[Opening Dataset extract section]

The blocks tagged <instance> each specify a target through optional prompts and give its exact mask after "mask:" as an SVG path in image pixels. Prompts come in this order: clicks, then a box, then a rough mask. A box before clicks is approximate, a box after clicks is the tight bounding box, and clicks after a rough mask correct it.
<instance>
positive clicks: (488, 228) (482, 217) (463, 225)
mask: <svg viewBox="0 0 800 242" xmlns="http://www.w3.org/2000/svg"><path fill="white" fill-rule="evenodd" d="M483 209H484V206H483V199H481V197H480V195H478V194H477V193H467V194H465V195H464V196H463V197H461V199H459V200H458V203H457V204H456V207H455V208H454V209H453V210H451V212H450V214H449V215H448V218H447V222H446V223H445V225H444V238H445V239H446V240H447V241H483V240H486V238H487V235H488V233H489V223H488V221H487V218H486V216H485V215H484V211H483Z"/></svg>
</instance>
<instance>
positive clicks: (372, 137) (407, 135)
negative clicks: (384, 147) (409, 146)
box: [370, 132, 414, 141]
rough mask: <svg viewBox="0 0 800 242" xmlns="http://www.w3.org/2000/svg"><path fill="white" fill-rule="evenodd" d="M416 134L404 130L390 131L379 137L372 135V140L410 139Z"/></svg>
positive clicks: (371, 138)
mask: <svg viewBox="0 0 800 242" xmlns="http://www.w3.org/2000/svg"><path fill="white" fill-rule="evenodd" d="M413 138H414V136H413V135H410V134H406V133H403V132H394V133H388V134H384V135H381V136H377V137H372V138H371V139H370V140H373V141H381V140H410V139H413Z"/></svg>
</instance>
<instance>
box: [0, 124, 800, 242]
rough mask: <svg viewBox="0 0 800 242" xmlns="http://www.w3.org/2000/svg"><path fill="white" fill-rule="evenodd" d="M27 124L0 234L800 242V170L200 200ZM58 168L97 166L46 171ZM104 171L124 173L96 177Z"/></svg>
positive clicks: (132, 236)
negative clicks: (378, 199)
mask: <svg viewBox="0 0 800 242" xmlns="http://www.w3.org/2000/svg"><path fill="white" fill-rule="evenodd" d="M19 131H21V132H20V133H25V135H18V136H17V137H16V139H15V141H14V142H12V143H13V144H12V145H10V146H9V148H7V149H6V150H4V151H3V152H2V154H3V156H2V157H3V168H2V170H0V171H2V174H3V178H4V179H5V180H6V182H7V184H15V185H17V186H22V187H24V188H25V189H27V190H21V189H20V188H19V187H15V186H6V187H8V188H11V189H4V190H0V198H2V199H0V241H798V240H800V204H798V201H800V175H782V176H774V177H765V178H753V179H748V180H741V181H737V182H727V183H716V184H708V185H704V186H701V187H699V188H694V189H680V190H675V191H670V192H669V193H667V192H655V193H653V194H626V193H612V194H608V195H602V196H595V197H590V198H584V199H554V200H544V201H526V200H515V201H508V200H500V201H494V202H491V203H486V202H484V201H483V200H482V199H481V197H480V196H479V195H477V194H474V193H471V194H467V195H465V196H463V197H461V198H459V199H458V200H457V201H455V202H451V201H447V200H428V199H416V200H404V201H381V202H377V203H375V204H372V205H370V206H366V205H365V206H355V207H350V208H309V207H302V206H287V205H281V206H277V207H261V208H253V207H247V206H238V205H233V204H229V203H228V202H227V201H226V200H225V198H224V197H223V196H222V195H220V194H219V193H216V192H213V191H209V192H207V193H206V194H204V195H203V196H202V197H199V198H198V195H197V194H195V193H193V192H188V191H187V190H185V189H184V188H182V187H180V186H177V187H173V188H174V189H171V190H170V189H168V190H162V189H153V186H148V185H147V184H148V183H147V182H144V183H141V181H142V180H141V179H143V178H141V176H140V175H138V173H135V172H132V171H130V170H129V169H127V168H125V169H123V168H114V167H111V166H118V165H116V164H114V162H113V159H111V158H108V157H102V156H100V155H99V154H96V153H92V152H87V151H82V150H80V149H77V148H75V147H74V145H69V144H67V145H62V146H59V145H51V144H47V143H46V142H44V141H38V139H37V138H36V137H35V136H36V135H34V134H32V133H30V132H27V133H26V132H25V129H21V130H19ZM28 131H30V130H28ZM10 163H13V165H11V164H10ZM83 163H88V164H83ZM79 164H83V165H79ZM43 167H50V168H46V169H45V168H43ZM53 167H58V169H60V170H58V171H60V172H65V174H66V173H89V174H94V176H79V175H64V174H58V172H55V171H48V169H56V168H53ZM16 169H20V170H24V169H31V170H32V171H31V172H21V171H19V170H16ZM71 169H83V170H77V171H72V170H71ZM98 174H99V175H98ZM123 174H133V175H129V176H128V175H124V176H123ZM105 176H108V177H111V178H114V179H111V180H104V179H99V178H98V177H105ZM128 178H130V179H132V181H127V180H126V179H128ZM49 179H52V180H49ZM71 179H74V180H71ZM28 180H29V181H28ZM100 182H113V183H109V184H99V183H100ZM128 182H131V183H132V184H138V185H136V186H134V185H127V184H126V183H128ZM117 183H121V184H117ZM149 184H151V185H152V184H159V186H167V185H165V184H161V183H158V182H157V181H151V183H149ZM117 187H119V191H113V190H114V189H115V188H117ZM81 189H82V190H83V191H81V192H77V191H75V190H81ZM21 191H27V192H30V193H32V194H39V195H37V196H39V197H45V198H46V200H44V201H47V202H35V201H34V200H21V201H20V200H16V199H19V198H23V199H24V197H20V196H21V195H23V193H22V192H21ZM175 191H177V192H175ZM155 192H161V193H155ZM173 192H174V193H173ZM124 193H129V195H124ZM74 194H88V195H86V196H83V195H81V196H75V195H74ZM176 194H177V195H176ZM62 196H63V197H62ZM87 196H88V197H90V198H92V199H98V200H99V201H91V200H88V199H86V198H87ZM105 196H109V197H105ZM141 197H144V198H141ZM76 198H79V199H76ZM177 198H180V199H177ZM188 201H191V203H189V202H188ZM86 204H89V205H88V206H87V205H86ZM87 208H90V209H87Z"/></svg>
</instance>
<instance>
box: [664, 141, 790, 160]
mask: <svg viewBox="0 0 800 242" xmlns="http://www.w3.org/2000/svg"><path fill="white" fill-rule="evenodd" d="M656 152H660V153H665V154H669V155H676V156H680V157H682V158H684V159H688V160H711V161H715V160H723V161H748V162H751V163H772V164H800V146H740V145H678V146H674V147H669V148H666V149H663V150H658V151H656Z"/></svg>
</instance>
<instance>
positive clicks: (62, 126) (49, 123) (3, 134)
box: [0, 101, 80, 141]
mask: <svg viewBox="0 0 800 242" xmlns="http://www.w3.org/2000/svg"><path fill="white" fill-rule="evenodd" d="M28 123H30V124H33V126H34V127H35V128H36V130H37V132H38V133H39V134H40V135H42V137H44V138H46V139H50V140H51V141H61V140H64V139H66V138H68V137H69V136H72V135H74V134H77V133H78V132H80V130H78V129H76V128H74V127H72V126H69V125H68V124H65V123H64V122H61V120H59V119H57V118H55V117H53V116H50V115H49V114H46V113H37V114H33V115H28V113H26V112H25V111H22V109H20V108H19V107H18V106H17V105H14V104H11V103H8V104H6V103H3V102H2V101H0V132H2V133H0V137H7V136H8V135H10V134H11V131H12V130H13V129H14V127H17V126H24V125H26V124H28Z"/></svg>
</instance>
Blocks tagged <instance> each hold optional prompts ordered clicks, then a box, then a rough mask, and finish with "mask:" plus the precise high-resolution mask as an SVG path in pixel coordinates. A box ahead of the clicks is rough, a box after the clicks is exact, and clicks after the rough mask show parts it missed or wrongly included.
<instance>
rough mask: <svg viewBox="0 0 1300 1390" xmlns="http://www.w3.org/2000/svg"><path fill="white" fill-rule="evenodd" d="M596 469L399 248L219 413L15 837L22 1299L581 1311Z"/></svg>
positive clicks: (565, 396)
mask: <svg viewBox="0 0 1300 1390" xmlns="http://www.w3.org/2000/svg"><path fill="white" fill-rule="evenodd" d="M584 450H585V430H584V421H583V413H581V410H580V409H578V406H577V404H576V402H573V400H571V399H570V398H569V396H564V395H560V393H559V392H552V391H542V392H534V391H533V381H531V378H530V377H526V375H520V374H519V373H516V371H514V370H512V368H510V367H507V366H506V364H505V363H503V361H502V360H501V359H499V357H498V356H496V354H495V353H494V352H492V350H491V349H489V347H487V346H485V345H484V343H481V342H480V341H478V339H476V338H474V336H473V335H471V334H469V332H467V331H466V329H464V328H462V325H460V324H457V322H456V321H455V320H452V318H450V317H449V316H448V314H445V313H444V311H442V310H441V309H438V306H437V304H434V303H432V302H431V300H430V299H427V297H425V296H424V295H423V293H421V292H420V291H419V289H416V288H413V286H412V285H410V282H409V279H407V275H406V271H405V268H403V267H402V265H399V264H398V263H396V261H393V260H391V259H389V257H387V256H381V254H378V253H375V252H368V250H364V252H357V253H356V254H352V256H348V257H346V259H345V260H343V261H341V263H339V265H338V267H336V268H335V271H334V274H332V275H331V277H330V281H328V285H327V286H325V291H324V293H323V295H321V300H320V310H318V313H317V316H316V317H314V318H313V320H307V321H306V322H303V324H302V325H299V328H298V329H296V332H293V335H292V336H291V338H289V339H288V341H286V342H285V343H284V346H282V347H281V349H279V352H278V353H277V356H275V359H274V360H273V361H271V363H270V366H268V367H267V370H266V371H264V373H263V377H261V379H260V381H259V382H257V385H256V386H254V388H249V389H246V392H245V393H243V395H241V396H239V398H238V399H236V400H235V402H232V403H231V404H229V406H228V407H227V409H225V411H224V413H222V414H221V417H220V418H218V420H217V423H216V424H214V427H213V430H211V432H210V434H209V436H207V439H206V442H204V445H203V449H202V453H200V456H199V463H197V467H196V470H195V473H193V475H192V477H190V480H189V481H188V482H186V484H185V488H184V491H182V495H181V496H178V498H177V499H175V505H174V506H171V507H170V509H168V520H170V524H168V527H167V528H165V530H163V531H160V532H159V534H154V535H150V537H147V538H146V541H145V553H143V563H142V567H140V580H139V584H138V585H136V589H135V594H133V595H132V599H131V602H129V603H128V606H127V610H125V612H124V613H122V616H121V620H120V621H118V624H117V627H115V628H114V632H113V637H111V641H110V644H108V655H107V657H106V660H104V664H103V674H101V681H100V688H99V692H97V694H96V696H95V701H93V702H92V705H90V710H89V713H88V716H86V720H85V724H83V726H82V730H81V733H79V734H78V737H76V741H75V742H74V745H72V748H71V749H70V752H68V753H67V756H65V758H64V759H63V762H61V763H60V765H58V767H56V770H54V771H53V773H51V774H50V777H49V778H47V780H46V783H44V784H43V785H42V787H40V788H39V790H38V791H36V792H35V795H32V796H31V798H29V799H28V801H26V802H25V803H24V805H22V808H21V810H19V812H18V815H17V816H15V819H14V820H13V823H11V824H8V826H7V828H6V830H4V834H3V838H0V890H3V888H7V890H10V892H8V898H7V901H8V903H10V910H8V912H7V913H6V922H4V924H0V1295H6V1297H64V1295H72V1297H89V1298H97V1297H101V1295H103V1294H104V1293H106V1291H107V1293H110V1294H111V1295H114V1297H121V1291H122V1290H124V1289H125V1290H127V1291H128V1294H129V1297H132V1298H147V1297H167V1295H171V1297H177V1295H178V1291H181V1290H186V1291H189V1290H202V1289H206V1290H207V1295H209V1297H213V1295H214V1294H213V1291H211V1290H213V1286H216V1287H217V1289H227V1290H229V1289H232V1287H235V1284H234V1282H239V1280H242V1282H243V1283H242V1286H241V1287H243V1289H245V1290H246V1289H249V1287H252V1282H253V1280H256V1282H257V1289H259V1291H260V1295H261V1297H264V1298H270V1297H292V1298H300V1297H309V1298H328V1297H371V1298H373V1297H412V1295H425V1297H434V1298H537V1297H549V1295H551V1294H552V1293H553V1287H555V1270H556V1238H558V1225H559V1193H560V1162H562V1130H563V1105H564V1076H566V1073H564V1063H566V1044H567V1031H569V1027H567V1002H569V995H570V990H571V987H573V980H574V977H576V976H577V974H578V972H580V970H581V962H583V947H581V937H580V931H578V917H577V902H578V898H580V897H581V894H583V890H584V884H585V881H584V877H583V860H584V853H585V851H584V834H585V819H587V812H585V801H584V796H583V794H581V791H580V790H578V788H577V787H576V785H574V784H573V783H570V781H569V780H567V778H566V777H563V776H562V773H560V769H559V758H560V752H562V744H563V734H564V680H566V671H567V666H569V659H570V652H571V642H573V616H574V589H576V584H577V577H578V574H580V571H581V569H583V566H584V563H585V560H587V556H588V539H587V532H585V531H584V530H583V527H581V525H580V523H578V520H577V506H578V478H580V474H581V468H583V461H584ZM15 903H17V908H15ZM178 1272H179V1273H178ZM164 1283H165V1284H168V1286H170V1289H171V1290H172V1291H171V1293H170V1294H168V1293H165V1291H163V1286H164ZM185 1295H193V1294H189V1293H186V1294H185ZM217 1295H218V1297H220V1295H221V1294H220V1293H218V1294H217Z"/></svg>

[Closing Dataset extract section]

▶ _Instructions to follow_: Would you copy, unchanged, the stretch of the records above that begins at the line containing "negative clicks: (384, 147) (409, 146)" and ends at the line containing "box: [0, 124, 800, 242]", and only that?

▶ _Reply to the exercise_:
negative clicks: (384, 147) (409, 146)
box: [370, 132, 414, 141]
rough mask: <svg viewBox="0 0 800 242" xmlns="http://www.w3.org/2000/svg"><path fill="white" fill-rule="evenodd" d="M416 134L404 130L390 131L379 137L372 135V140L410 139Z"/></svg>
positive clicks: (371, 138)
mask: <svg viewBox="0 0 800 242" xmlns="http://www.w3.org/2000/svg"><path fill="white" fill-rule="evenodd" d="M413 138H414V136H413V135H410V134H406V133H403V132H394V133H388V134H384V135H381V136H377V137H372V138H371V139H370V140H373V141H381V140H410V139H413Z"/></svg>
</instance>
<instance>
box: [0, 124, 800, 242]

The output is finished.